** PROBLEM DETAILS **
Return each line of the records below that contains the string "whiskey". Case counts.

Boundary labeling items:
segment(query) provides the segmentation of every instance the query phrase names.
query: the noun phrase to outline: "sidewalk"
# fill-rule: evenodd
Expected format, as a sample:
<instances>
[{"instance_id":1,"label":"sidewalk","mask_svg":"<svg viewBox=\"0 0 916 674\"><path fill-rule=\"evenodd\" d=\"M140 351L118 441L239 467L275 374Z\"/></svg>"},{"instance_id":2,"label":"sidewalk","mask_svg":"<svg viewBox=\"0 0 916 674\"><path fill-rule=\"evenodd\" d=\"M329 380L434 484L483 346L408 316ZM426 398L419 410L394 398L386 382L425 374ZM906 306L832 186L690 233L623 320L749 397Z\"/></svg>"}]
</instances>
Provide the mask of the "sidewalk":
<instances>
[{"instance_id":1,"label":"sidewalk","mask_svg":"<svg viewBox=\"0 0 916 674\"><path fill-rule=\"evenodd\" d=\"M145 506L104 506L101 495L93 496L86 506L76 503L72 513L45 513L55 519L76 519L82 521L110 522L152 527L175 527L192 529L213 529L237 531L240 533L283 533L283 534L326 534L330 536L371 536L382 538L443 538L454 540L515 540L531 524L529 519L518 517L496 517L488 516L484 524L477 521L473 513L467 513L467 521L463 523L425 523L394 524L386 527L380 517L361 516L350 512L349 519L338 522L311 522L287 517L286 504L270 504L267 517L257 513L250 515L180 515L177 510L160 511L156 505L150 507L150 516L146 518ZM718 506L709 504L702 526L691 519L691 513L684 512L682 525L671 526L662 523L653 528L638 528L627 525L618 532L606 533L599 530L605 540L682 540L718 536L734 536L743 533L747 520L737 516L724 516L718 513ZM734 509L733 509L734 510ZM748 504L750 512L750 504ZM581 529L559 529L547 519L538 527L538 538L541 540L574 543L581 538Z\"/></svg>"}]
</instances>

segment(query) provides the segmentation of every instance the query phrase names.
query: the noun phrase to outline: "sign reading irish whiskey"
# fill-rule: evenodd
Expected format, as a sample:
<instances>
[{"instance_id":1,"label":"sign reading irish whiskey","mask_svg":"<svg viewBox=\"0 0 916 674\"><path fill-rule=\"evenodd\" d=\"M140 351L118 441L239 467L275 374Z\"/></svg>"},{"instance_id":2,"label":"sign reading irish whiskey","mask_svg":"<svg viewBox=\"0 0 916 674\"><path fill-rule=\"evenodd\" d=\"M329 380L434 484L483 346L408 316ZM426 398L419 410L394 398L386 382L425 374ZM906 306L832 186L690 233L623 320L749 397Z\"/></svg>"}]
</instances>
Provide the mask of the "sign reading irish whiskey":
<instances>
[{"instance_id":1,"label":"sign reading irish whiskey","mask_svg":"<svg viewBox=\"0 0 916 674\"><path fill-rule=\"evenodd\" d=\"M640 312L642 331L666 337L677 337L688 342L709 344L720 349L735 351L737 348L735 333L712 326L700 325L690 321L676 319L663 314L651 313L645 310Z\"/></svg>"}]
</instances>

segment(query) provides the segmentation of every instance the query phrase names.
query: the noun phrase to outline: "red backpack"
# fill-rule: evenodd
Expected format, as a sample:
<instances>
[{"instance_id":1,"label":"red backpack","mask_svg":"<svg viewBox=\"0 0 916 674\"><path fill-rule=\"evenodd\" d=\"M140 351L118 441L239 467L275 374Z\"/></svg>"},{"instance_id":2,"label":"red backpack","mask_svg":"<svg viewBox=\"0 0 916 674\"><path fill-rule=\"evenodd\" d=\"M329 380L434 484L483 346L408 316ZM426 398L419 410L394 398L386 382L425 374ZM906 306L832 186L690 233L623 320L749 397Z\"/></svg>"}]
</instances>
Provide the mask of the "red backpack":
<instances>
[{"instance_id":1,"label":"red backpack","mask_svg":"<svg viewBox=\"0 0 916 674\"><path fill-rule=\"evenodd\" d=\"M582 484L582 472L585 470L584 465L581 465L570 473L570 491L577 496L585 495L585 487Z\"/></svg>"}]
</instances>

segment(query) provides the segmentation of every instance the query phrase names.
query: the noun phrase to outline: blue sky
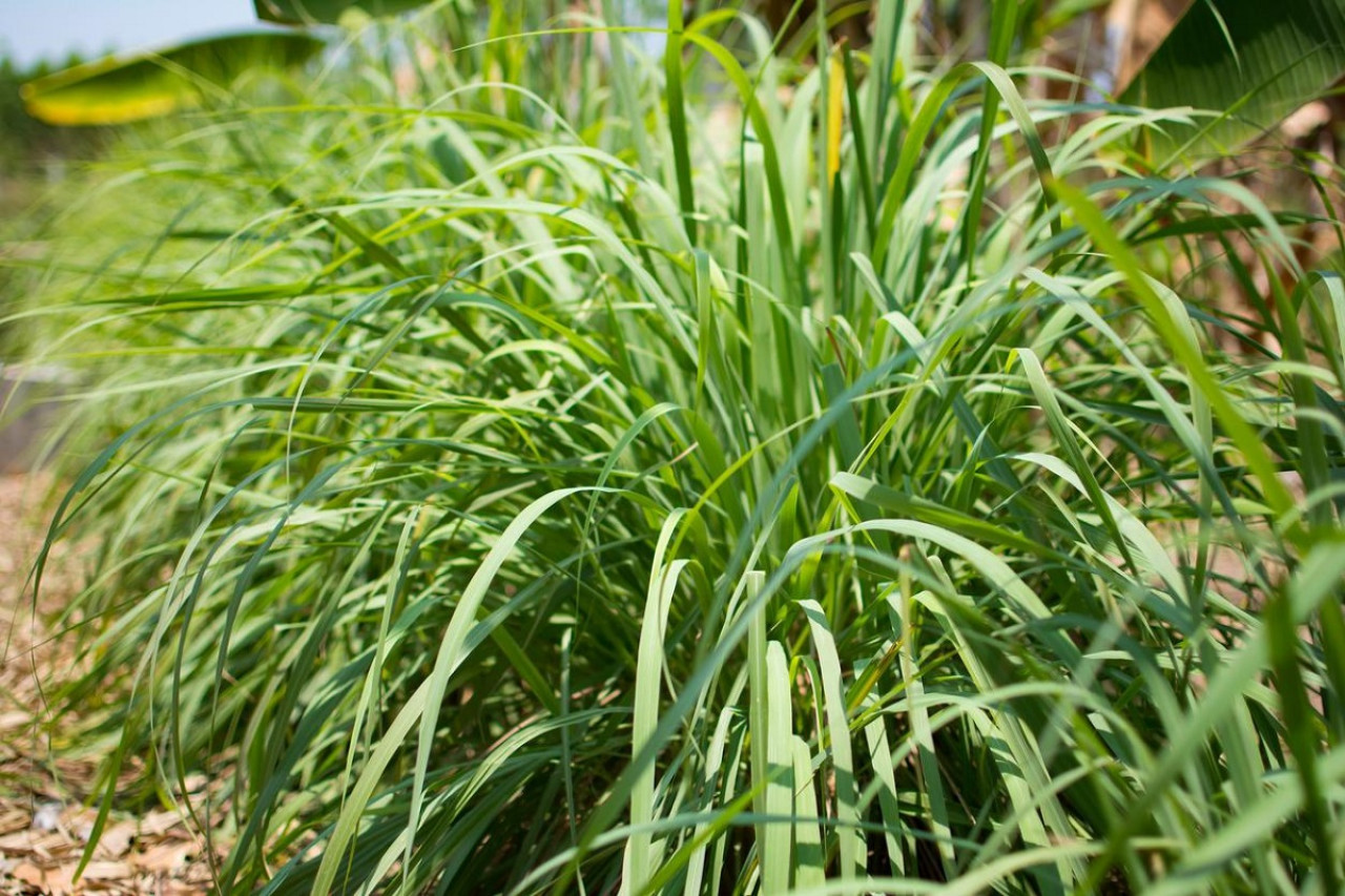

** SOLUTION TO THE EXERCISE **
query: the noun phrase to outline: "sign reading irish whiskey"
[{"instance_id":1,"label":"sign reading irish whiskey","mask_svg":"<svg viewBox=\"0 0 916 674\"><path fill-rule=\"evenodd\" d=\"M140 351L118 441L239 467L275 374Z\"/></svg>"},{"instance_id":2,"label":"sign reading irish whiskey","mask_svg":"<svg viewBox=\"0 0 916 674\"><path fill-rule=\"evenodd\" d=\"M329 380L434 484L483 346L408 316ZM426 398L419 410L394 398L386 382L425 374ZM906 306L832 186L690 233L623 320L749 397Z\"/></svg>"}]
Provide the mask of the "sign reading irish whiskey":
[{"instance_id":1,"label":"sign reading irish whiskey","mask_svg":"<svg viewBox=\"0 0 916 674\"><path fill-rule=\"evenodd\" d=\"M640 312L642 331L666 337L677 337L688 342L709 344L720 349L735 351L737 348L735 333L712 326L700 325L690 321L676 319L663 314L651 313L645 310Z\"/></svg>"}]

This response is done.